**Texte source:**
Au mois d'octobre, la marque Camaïeu fermait les portes de ses 511 boutiques dans l'Hexagone. Longtemps qualifiée de fleuron français de l'habillement, l'enseigne nordiste, créée il y a trente-huit ans par quatre anciens cadres du groupe Mulliez, s'était fait une place particulière dans le cœur des Françaises qui l'avaient désignée comme leur «marque de vêtements préférée» dans les années 2010. Si elle a finalement été acquise aux enchères par Celio (pour la somme de 1,8 million d'euros) le 7 décembre, sa liquidation a entraîné 2600 licenciements. Les prémices d'une débâcle pour un secteur autrefois florissant, mais qui a peiné à faire face aux changements et aux coups durs durant cette dernière décennie.

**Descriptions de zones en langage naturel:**

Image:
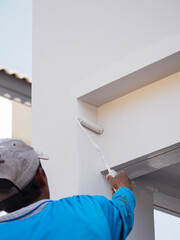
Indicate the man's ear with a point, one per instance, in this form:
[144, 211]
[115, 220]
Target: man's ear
[40, 177]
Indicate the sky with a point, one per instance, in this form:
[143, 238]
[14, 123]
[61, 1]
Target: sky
[16, 55]
[16, 36]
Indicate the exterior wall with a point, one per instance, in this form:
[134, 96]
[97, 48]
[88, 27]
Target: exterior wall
[15, 120]
[141, 122]
[73, 40]
[6, 118]
[21, 122]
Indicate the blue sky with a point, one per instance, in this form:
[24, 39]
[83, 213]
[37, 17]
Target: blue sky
[16, 36]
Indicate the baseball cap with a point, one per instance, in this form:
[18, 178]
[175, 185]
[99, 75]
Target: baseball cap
[18, 164]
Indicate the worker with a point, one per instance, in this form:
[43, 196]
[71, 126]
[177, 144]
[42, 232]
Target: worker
[24, 196]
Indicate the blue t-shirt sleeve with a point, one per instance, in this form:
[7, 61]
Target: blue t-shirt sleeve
[119, 212]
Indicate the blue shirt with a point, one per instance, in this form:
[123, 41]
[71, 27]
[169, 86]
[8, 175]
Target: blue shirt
[78, 218]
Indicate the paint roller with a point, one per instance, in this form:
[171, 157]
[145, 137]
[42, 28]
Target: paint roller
[84, 123]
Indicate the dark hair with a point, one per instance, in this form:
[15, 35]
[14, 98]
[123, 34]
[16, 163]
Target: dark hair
[21, 199]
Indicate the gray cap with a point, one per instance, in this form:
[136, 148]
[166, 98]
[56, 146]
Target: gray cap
[18, 163]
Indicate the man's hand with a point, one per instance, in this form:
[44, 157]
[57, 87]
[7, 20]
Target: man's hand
[120, 180]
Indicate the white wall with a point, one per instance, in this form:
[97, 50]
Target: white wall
[73, 40]
[141, 122]
[6, 118]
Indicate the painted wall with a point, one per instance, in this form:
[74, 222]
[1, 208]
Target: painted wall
[141, 122]
[6, 118]
[73, 40]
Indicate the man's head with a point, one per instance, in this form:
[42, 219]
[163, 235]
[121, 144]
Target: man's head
[22, 179]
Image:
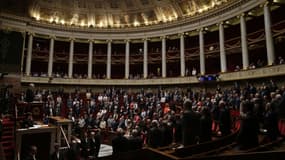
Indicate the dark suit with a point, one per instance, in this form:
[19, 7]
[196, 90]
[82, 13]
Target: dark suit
[248, 134]
[205, 128]
[54, 156]
[120, 144]
[29, 157]
[190, 127]
[85, 147]
[95, 145]
[225, 121]
[135, 143]
[154, 137]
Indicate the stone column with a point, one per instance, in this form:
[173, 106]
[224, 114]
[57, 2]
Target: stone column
[50, 60]
[127, 59]
[223, 59]
[70, 62]
[145, 64]
[109, 52]
[90, 58]
[244, 47]
[268, 35]
[202, 52]
[29, 55]
[163, 57]
[182, 55]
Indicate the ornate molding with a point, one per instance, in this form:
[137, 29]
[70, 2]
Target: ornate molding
[184, 25]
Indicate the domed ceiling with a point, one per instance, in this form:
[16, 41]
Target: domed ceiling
[110, 13]
[118, 13]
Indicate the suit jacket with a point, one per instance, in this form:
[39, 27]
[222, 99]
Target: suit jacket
[95, 145]
[190, 127]
[54, 156]
[135, 143]
[120, 144]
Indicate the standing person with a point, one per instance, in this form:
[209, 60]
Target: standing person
[56, 155]
[119, 142]
[85, 146]
[190, 124]
[154, 135]
[32, 153]
[95, 143]
[205, 126]
[224, 119]
[249, 129]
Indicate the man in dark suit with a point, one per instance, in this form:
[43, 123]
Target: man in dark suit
[119, 143]
[135, 141]
[57, 154]
[224, 118]
[85, 146]
[190, 124]
[154, 135]
[32, 153]
[95, 143]
[249, 129]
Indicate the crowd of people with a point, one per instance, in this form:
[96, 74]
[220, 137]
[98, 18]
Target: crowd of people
[162, 116]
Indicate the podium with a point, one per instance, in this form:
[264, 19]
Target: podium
[61, 123]
[42, 136]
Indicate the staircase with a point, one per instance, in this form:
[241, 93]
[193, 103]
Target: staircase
[8, 140]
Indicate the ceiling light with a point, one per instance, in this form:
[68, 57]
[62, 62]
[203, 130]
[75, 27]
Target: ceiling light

**Consignes:**
a – Traduisez en anglais la phrase suivante du texte sur Camaïeu : « Au mois d'octobre, la marque Camaïeu fermait les portes de ses 511 boutiques dans l'Hexagone. »
b – Poursuivez le texte sur Camaïeu à la suite de sa dernière phrase.

**Vos réponses:**
a – In October, the Camaïeu brand closed the doors of its 511 stores in France.

b –
Un secteur dans la tempête
Comment ces marques de mode se sont-elles retrouvées dans l'impasse ? Parmi les facteurs fragilisants évoqués : le triomphe de l’e-commerce, un virage pas toujours pris à temps pour ces enseignes qui ont été créées aux prémices de l'ère du digital. L'arrivée d'une nouvelle concurrence, l'ultrafast fashion, l'avènement de la seconde main ou simplement la saturation de l'offre dans cette gamme accessible entrent également en ligne de compte. Tout comme les erreurs de gestion. C'est le cas pour Pimkie, et les enseignes de l'homme d'affaires Michel Ohayon (propriétaire et ex-propriétaire de plusieurs entreprises en difficulté comme Camaïeu, Go Sport et Gap France, également en quête de repreneurs), qui admet avoir parfois fait fausse route dans un entretien pour Challenge . Aggravé par la crise du Covid 19, le contexte ne laisse rien présager de bon pour les enseignes stars de la fin du XXe siècle.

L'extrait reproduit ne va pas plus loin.